* Text segment
◇ ◇ ◇ ◇ ◇
The CDC, for its nationwide projection, assumed a 10.5 percent infection rate nationwide because most states are more urban than Colorado.

If you further divide the Colorado numbers by age group, you get a 0.03% IFR for everyone (sick and healthy together) under the age of 60. Even if you include all those under 70, the IFR comes out to 0.07%.

This is why it’s utterly insane for the media and politicians to continue to use the discovery of more infections as a pretext to continue lockdowns. If anything, it shows that this is more widespread and less deadly that the baseline premise they used to justify the lockdowns. Take a look at these charts showing an inverse relationship between the growth of confirmed cases and the number of hospitalizations and deaths in Colorado, as presented by one local commentator.

What the Colorado data suggests is what we’ve been seeing everywhere all along – that this virus has been around longer than we thought, is more widespread than we thought, is therefore less fatal than we thought for all but the most vulnerable people, and that no degree of human intervention seems to work. When the virus is rampaging for those several weeks of the peak curve, no lockdowns work to tame it, and when the peak is over, a reopening doesn’t spike hospitalizations and deaths. Focusing on testing rates at this late stage is therefore ridiculous.

It's also very likely that because some people who get the infection don’t need antibodies to ward off the virus, we are missing a large number of people who were really infected but tested negative for antibodies. This would drive down the infection fatality rate even lower.

Scientists at Rockefeller University conducted an immunological study of blood plasma samples from 149 people who have recovered from COVID-19. After attacking those cells with a sample of the virus, they found that in 33 percent of donor samples, “the neutralizing activity of plasma was below detectable levels.” They concluded from this observation, “It’s possible that for many in this group, their immune system’s first line of defense had resolved the infection quickly, before the antibody-producing cells were called in.”

If this is true, the number of people who already have the virus could be up to one-third greater, thereby dropping the lethality of this virus even further. Furthermore, a large percent of the rest of the population might already have immunity from previous coronaviruses, as a recent study from Singapore suggests.

Defenders of lockdowns can move the goal posts all they want, but had they been truthful about the IFR from day one, nobody would ever have gone along with the lockdowns, even if they could somehow work. The failure of government to be honest about the true likelihood of dying from the virus also caused many people to panic and not get treated for life-threatening illnesses.
◇ ◇ ◇ ◇ ◇
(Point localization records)
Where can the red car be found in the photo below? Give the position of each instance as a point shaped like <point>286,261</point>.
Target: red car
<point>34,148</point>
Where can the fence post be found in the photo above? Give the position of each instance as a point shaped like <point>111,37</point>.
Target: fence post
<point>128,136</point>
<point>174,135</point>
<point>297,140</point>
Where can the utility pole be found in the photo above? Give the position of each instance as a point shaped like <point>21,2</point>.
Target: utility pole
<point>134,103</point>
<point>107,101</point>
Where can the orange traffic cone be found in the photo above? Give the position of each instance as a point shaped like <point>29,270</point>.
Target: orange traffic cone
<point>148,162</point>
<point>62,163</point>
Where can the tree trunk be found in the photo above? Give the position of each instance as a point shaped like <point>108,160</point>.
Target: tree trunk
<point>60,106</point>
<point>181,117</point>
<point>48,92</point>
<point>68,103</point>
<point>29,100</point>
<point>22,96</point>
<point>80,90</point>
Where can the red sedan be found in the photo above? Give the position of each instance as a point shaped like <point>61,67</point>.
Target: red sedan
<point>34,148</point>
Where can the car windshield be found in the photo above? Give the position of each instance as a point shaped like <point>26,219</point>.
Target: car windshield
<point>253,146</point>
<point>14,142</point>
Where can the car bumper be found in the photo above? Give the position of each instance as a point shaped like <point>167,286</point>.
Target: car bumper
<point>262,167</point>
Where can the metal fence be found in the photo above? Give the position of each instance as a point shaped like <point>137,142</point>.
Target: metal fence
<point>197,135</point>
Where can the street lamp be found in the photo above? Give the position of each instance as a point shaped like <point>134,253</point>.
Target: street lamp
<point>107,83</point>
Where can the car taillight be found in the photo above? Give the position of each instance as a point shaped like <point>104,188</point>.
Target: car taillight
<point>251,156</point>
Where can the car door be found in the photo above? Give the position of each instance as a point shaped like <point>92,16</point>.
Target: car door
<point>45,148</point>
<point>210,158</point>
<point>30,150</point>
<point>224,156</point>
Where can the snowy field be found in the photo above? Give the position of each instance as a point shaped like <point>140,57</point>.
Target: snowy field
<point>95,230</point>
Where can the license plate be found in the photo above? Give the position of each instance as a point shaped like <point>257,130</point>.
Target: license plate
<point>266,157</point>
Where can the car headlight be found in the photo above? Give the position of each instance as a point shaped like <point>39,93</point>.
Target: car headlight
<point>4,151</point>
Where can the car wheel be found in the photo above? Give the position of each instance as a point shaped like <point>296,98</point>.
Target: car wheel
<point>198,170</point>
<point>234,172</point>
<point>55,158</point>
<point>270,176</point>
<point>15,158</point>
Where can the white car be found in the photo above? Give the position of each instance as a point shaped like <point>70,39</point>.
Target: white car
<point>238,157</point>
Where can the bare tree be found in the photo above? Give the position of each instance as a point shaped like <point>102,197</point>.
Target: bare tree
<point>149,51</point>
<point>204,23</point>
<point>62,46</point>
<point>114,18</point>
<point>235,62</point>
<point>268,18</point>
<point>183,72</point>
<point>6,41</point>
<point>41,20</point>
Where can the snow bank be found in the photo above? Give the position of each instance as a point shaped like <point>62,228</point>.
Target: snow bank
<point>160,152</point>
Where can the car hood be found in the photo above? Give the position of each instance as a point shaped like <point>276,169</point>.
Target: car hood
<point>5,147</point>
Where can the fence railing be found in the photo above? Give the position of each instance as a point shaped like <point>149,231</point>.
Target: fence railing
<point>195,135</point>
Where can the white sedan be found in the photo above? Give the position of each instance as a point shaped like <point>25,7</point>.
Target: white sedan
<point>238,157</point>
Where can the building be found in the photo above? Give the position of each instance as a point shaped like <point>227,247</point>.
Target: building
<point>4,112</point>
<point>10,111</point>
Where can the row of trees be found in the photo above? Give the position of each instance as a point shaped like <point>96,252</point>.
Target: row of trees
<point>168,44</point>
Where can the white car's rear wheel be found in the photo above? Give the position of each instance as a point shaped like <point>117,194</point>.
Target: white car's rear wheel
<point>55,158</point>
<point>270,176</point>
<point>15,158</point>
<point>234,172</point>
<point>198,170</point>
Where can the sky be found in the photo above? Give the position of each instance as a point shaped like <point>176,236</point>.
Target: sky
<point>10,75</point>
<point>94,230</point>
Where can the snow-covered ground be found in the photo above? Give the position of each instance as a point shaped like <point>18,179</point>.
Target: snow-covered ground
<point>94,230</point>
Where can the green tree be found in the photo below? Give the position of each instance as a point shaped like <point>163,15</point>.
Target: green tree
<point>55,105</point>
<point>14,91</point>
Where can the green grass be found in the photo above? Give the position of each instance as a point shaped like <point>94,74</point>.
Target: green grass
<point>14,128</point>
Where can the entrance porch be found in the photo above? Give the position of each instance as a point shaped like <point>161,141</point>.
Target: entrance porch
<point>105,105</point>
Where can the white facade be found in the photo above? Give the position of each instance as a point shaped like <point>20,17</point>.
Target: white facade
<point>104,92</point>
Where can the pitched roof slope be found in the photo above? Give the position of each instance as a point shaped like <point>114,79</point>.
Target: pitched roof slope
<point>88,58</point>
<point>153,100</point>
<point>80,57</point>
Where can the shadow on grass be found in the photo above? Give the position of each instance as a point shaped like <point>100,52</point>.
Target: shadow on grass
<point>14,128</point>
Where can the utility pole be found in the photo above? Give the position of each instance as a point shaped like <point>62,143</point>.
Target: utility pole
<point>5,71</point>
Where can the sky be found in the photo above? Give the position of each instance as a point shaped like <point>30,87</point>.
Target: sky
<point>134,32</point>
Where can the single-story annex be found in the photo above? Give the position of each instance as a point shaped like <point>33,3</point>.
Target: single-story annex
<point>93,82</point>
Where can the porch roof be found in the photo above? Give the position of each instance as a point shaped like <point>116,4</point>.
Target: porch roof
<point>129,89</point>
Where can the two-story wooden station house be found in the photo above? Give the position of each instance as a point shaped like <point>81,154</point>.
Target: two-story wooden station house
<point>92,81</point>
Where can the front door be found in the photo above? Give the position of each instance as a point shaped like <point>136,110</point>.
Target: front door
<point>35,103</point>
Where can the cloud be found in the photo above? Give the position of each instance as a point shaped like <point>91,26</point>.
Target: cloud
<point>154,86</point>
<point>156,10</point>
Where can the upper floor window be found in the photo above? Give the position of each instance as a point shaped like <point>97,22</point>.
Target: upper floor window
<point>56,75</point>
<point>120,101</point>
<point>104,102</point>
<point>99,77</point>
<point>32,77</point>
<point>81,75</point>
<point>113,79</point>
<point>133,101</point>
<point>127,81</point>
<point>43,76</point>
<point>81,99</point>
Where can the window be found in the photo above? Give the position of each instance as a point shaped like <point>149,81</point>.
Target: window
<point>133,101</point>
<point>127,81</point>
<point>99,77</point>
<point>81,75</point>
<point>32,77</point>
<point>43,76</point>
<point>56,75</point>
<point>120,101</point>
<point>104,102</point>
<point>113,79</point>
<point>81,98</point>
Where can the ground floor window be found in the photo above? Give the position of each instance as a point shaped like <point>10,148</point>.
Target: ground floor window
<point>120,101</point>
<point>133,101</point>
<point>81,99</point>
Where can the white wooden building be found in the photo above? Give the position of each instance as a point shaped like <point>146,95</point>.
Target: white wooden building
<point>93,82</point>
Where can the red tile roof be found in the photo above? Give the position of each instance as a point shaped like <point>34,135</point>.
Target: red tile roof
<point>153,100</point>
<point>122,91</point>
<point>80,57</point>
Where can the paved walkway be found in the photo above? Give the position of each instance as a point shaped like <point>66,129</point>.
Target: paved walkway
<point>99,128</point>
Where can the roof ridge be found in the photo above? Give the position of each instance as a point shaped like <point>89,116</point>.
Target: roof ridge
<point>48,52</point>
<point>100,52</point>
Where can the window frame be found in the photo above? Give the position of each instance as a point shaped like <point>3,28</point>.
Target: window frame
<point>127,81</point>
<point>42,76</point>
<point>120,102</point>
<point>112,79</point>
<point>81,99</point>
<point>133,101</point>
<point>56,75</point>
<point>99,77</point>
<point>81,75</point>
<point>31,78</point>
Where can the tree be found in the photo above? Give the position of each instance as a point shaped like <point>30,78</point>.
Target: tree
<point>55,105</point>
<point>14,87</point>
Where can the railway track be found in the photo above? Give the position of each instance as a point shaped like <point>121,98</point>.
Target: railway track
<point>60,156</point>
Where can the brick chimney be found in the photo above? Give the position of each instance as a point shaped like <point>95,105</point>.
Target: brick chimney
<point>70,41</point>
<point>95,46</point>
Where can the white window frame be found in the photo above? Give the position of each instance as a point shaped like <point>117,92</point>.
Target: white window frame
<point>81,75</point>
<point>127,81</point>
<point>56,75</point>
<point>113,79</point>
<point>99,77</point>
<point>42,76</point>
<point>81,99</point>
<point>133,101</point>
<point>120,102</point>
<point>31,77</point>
◇ ◇ ◇ ◇ ◇
* Problems and tasks
a) In the text on Colorado's COVID-19 figures, how many people who had recovered from COVID-19 provided blood plasma samples for the Rockefeller University study?
b) Output the part of the text on Colorado's COVID-19 figures from "If this is true, the" up to and including "from Singapore suggests.".

* Results by task
a) 149 people.

b)
If this is true, the number of people who already have the virus could be up to one-third greater, thereby dropping the lethality of this virus even further. Furthermore, a large percent of the rest of the population might already have immunity from previous coronaviruses, as a recent study from Singapore suggests.